## WHAT YOU SHOULD DO
Repeat the data exactly, please.

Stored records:

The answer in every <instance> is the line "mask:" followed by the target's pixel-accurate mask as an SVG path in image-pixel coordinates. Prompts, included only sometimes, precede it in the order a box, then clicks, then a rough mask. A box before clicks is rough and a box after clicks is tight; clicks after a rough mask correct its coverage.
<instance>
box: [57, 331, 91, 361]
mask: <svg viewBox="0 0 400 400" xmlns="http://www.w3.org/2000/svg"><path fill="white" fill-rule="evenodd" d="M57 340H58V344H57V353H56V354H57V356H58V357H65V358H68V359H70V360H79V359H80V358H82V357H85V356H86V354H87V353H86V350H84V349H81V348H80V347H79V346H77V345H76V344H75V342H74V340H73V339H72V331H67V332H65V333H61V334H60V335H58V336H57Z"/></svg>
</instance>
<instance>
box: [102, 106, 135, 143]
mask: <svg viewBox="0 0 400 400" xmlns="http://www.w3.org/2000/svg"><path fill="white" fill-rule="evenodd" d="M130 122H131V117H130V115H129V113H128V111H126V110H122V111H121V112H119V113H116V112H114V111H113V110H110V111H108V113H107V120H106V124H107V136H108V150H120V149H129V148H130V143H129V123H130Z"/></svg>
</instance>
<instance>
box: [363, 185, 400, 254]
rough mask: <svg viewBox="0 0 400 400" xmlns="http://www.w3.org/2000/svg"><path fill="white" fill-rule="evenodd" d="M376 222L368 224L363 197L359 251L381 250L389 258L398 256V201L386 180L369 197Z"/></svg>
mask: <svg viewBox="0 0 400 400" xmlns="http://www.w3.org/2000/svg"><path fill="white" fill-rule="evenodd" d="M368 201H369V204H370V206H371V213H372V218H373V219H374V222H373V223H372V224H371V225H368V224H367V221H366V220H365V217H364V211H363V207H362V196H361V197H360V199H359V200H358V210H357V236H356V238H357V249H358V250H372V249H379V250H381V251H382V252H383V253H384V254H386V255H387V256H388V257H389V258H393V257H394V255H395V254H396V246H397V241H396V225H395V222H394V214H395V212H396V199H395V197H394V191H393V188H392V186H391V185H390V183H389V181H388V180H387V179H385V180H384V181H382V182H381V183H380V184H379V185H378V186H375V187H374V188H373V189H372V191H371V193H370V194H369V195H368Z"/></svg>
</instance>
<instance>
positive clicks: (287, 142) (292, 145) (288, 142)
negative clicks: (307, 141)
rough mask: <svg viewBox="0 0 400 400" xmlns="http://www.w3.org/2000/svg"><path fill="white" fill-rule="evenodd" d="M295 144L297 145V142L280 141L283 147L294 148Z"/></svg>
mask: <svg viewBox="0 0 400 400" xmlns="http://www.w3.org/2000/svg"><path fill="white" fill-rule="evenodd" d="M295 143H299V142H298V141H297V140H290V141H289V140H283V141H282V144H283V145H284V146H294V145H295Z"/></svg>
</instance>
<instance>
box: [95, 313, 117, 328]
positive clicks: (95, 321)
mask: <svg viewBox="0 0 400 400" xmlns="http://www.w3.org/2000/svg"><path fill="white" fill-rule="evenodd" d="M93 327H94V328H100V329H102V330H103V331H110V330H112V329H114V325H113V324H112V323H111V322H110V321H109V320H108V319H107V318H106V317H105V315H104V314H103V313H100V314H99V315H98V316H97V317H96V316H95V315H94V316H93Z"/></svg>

## YOUR SOLUTION
The answer in every <instance> is the line "mask:" followed by the target's pixel-accurate mask as an SVG path in image-pixel coordinates. Prompts, included only sometimes, precede it in the order a box, then clicks, then a rough mask. A box before clicks is rough and a box after clicks is tight; clicks after a rough mask correct its coverage.
<instance>
box: [57, 331, 91, 361]
mask: <svg viewBox="0 0 400 400" xmlns="http://www.w3.org/2000/svg"><path fill="white" fill-rule="evenodd" d="M57 340H58V344H57V353H56V354H57V356H58V357H65V358H68V359H70V360H79V359H80V358H82V357H85V356H86V354H87V353H86V350H84V349H81V348H80V347H79V346H77V345H76V344H75V342H74V340H73V339H72V331H67V332H65V333H61V334H60V335H58V336H57Z"/></svg>
</instance>
<instance>
box: [102, 106, 135, 143]
mask: <svg viewBox="0 0 400 400" xmlns="http://www.w3.org/2000/svg"><path fill="white" fill-rule="evenodd" d="M130 122H131V117H130V115H129V113H128V111H126V110H122V111H121V112H119V113H116V112H114V111H113V110H110V111H108V113H107V120H106V124H107V136H108V150H120V149H129V148H130V143H129V123H130Z"/></svg>
</instance>
<instance>
box: [363, 185, 400, 254]
rough mask: <svg viewBox="0 0 400 400" xmlns="http://www.w3.org/2000/svg"><path fill="white" fill-rule="evenodd" d="M376 222L368 224L363 197L359 251L381 250L389 258L398 256V201L386 180L369 197Z"/></svg>
mask: <svg viewBox="0 0 400 400" xmlns="http://www.w3.org/2000/svg"><path fill="white" fill-rule="evenodd" d="M368 201H369V204H370V206H371V213H372V218H373V219H374V222H373V223H372V224H371V225H368V224H367V221H366V220H365V217H364V211H363V207H362V196H361V197H360V199H359V200H358V210H357V236H356V238H357V249H358V250H372V249H379V250H381V251H382V252H383V253H384V254H386V255H387V256H388V257H389V258H393V257H394V255H395V254H396V246H397V241H396V225H395V222H394V214H395V212H396V199H395V197H394V191H393V188H392V186H391V185H390V183H389V181H388V180H387V179H385V180H384V181H382V182H381V183H380V184H379V185H378V186H375V187H374V188H373V189H372V191H371V193H370V194H369V195H368Z"/></svg>
</instance>
<instance>
positive clicks: (287, 142) (292, 145) (288, 142)
negative clicks: (307, 141)
rough mask: <svg viewBox="0 0 400 400" xmlns="http://www.w3.org/2000/svg"><path fill="white" fill-rule="evenodd" d="M295 144L297 145V142L280 141L283 147L294 148Z"/></svg>
mask: <svg viewBox="0 0 400 400" xmlns="http://www.w3.org/2000/svg"><path fill="white" fill-rule="evenodd" d="M295 143H299V142H298V141H297V140H290V141H289V140H283V141H282V144H283V145H284V146H294V145H295Z"/></svg>
</instance>
<instance>
box: [95, 313, 117, 328]
positive clicks: (95, 321)
mask: <svg viewBox="0 0 400 400" xmlns="http://www.w3.org/2000/svg"><path fill="white" fill-rule="evenodd" d="M93 327H94V328H100V329H102V330H103V331H110V330H112V329H114V325H113V324H112V323H111V322H110V321H109V320H108V319H107V318H106V317H105V315H104V314H103V313H100V314H99V315H98V316H97V317H96V316H95V315H94V316H93Z"/></svg>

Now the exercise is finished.